Chronologie

Beim Umgang mit handschriftlichen Quellen dient die Chronologie dem praktischen Zweck der Auflösung und Umrechnung von Daten. Sie liefert die Hintergrundinformationen, die nötig sind, um die verschiedenen Datierungsangaben in die heute übliche Zeit umzurechnen. Darüber hinaus erarbeitet sie wichtige Einsichten zu den Zeitvorstellungen vergangener Kulturen.

Definition:
Die Chronologie (gr. chronos = die Zeit) ist die Lehre von der Zeitmessung, Zeitrechnung und Datierung. Man unterscheidet:

  • die astronomische Chronologie, die sich mit den Himmelskörpern beschäftigt, soweit sie für die Bestimmung der Zeiteinheiten von Bedeutung sind.
  • die historische Chronologie, die die unterschiedlichen Zeitrechnungen der verschiedenen Kulturen untersucht, also die Lehre der Zeitmessung, Zeitrechnung und Datierung.

Einträge:
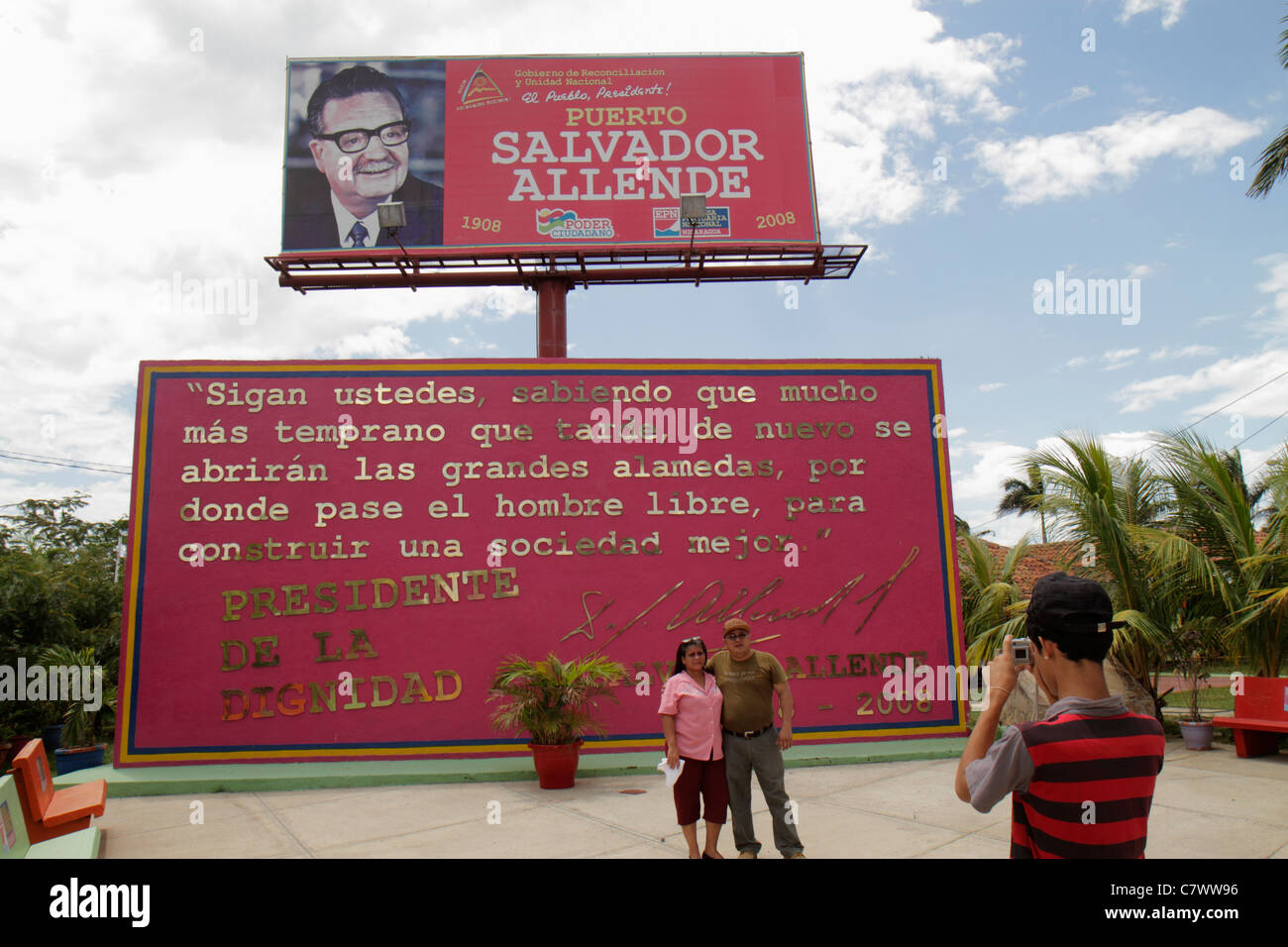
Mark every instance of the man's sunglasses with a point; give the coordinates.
(352, 141)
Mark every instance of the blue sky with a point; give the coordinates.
(975, 147)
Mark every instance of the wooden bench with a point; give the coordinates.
(1260, 716)
(14, 841)
(50, 812)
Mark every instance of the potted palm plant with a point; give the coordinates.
(84, 729)
(1192, 650)
(557, 703)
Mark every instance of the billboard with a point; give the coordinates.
(548, 151)
(329, 560)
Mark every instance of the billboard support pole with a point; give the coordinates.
(553, 317)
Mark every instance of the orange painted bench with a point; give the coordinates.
(50, 812)
(13, 832)
(1260, 716)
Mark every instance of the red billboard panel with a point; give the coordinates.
(329, 560)
(548, 151)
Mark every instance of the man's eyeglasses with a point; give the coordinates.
(356, 140)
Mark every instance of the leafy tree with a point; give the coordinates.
(1115, 505)
(1024, 496)
(1274, 158)
(58, 587)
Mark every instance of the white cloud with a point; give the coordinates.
(1188, 352)
(1076, 94)
(1119, 359)
(1171, 9)
(1077, 162)
(1227, 379)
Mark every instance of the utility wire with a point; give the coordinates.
(65, 462)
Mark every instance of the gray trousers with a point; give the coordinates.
(763, 755)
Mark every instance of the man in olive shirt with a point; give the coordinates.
(748, 681)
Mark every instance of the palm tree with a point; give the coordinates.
(1212, 560)
(991, 596)
(1274, 158)
(1022, 496)
(1115, 505)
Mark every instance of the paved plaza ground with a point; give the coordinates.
(1207, 805)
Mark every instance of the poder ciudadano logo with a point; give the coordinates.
(565, 224)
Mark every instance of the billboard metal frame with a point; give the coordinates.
(555, 270)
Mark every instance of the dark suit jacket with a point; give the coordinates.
(310, 221)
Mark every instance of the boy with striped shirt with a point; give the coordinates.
(1082, 779)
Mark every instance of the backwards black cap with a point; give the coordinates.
(1069, 604)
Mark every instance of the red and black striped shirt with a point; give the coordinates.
(1091, 788)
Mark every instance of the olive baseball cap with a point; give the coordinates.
(735, 624)
(1070, 604)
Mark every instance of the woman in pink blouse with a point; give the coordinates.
(691, 720)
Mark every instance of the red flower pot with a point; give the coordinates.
(557, 764)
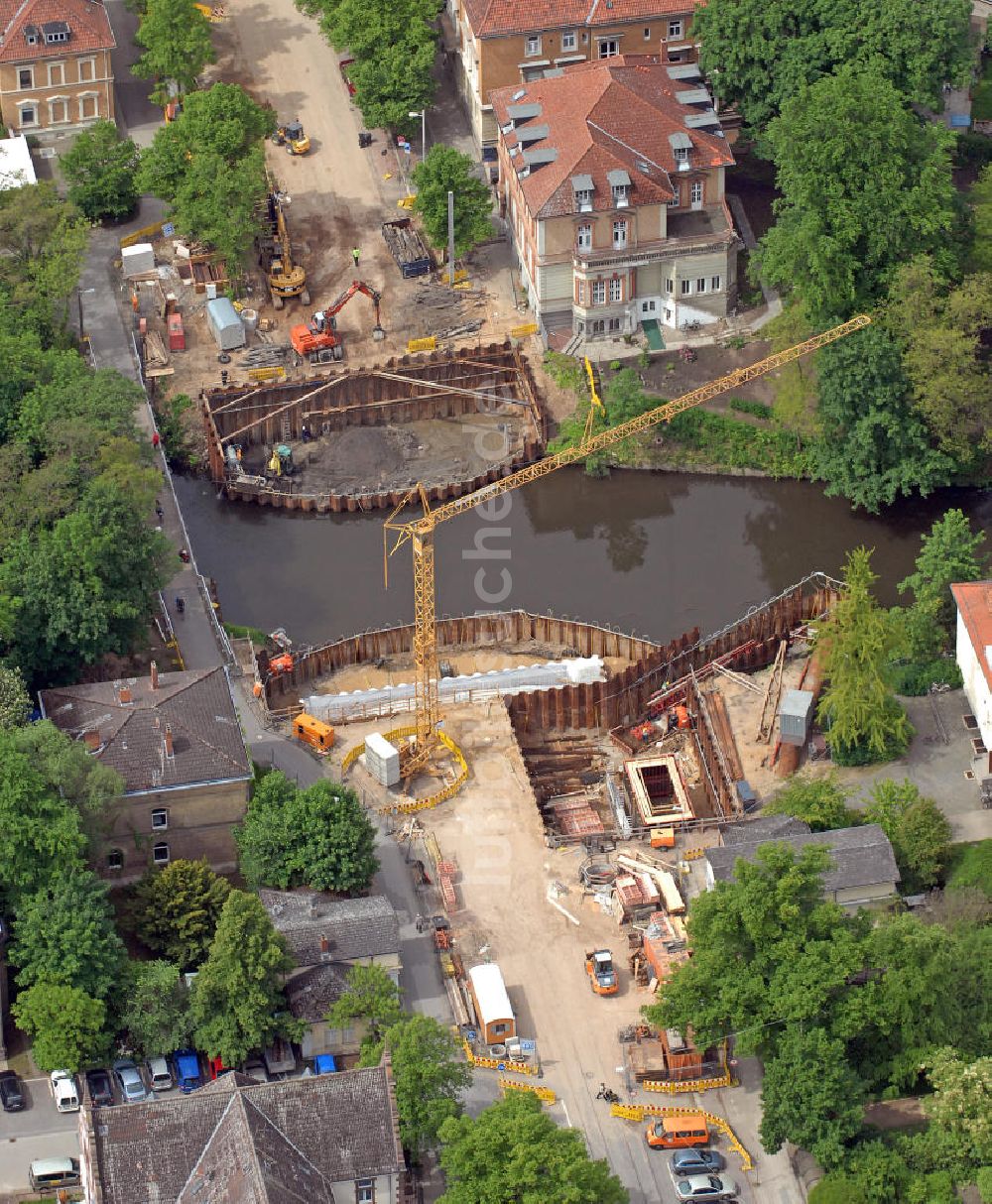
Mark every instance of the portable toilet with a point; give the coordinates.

Übungsaufgaben:
1) Stimmen die folgenden Aussagen mit dem Text über die Chronologie überein? Antworten Sie jeweils mit Ja oder Nein und zitieren Sie die entscheidenden Worte des Textes.
(a) Das Wort Chronologie geht auf ein griechisches Wort für Zeit zurück.
(b) Die historische Chronologie beschäftigt sich mit den Himmelskörpern.
(c) Die Chronologie erarbeitet auch Einsichten zu den Zeitvorstellungen vergangener Kulturen.
2) Wovon ist die Chronologie laut der Definition im Textauszug die Lehre? Nennen Sie alle drei Bereiche.

Vollständige Lösungen:
1)
(a) Ja: „gr. chronos = die Zeit“
(b) Nein: „die astronomische Chronologie, die sich mit den Himmelskörpern beschäftigt“. Die historische Chronologie ist diejenige, „die die unterschiedlichen Zeitrechnungen der verschiedenen Kulturen untersucht“.
(c) Ja: „Darüber hinaus erarbeitet sie wichtige Einsichten zu den Zeitvorstellungen vergangener Kulturen.“

2) Zeitmessung, Zeitrechnung, Datierung